--- EXTRAIT CHOISI ---

Après avoir célébré l’importance vitale du Tonlé Sap à l’occasion du Nouvel An khmer, nous poursuivons notre voyage au cœur de l’eau sacrée au Cambodge. La cité d'Angkor, joyau de l'empire khmer du IXᵉ au XIVᵉ siècle, doit sa splendeur autant à son ingénierie hydraulique qu'à sa vulnérabilité face aux caprices de l'eau. De l’âge d’or des barays à la fragilité contemporaine des temples, l’eau reste le fil conducteur d’un récit millénaire.

Une entrée des temples d'AngkorUne entrée des temples d'Angkor
Une entrée des temples d'Angkor - Illustrations LPJ
Écrit par Caroline Rithya Ky
Publié le 30 avril 2025

 

L’eau sacrée, fondement de la grandeur d’Angkor

Abordons la place centrale qu’a joué l’eau dans l’essor et le déclin de la civilisation d’Angkor, qui fut la capitale de l’empire khmer du IXe siècle au XIVe siècle. Les majestueux temples d’Angkor, emblème du Cambodge, fascinent par leur style d’une finesse inouïe et l’eau, sacrée et source de vie, y est omniprésente.
 

 

La "rivière aux mille lingas", ou Kbal Spean
La "rivière aux mille lingas", ou Kbal Spean

 

L’eau entourant le célèbre temple d’Angkor Wat représente l’océan cosmique entourant le Mont Méru, l’axe de l’univers dans la cosmologie hindoue. Le site d’Angkor tire sa principale source de l’eau en provenance de « Phnom Kulen » (littéralement « la montagne des litchis » en cambodgien) d’où coule une rivière au lit sculpté de 1300 lingas* (site de « Kbal Spean ») qui rendrait l’eau alimentée au site d’Angkor, via la rivière Siem Reap, sacrée. L’eau était destinée à la consommation humaine mais aussi aux rizières.

 

 

L'eau est omniprésente autour des temples d'Angkor. La largeur des bassins est impressionnante.
L'eau est omniprésente autour des temples d'Angkor. La largeur des bassins est impressionnante.

--- DONNÉES ---

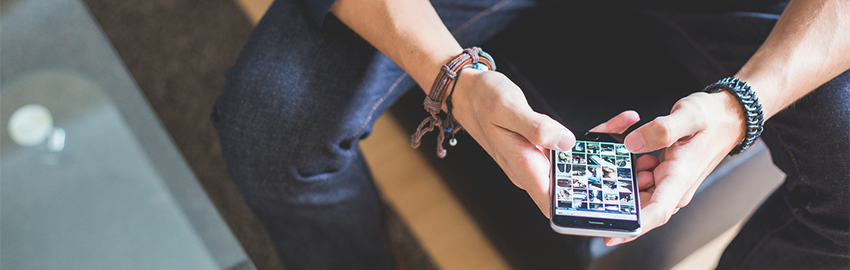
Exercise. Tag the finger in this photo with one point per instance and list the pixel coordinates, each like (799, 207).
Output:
(645, 180)
(618, 124)
(665, 130)
(646, 163)
(527, 166)
(539, 129)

---

• CONSIGNES: Pourriez-vous reprendre l'article sur l'eau sacrée à Angkor et le prolonger après sa dernière phrase ?

• RÉSULTAT ATTENDU:
Une prouesse d’ingénierie au service des temples

Bâtir ces imposants temples sur une plaine centrale au niveau de la nappe phréatique élevée tout en composant avec le cycle des saisons sèches et de moussons relève d’un exploit d’ingénierie. Le premier défi était de s’assurer de la stabilité de la fondation des temples, érigés sur une couche de sable.

Pour cela, les ingénieurs khmers comprirent qu’à l’image d’un château de sable qui tient tant que le sable est mouillé, les couches de sable soutenant les temples devaient rester humides en tout temps. Ainsi, les douves entourant certains temples, en plus de leur fonction symbolique, avaient un rôle technique car elles permettaient de s’assurer d’un niveau d’eau souterrain suffisant, de stocker l’eau et de recharger la nappe phréatique.

 

Barays (bassins de rétention)
Baray occidental (Sras Sang) . Photo : Rithya Caroline Ky

 

Le système hydraulique : un réseau vital de bassins et de canaux

Pour gérer l’eau, les ingénieurs khmers avaient prévu un système sophistiqué de canaux, digues, douves, étangs et barays (« bassins de rétention »). Ceux-ci, imposantes structures dotées de structures hydrauliques d’entrée et de sortie, avaient pour fonction de retenir l’eau durant la période des moussons et des crues et de la stocker en période sèche. La capacité totale des barays était d’environ 100 millions de mètres cubes (soit la capacité de 149 stades olympiques de Montréal !).

 

Un autre bassin de rétention
Un autre bassin de rétention

 

Déclin d’Angkor : quand l’eau devient un défi insurmontable

Une des causes supposées au déclin d’Angkor est associée au déficit d’entretien des structures hydrauliques, ceci combiné à des changements climatiques et à une capacité insuffisante à répondre aux besoins de la population croissante de l’agriculture. Une analyse des sédiments recueillis au fond des barays indiquerait que les Khmers ont été dépassés par les événements et que leur système hydraulique n’a pu faire face aux changements climatiques.
 

Ainsi, à la fin du XIVe siècle et début du XVe siècle, Angkor sombra peu à peu dans l’oubli et la nouvelle capitale fut érigée à Lovek, à mi-chemin entre Phnom Penh et l’extrémité sud du Tonlé Sap.

 

 

Siem Reap aujourd’hui : le poids d’une pression hydrique moderne

Qu’en est-il de la situation par rapport à l’eau aujourd’hui? Devenue une métropole trépidante dépassant le million d’habitants, la ville de Siem Reap, située à proximité des temples d’Angkor, attire chaque année des hordes de touristes. Les développements tels que complexes hôteliers, golfs et commerces, la demande en eau de la population croissante et la pointe causée par l’afflux de touristes créent un stress hydrique important et un abaissement du niveau de la nappe phréatique. La stabilité des fondations des temples d’Angkor est donc fortement compromise.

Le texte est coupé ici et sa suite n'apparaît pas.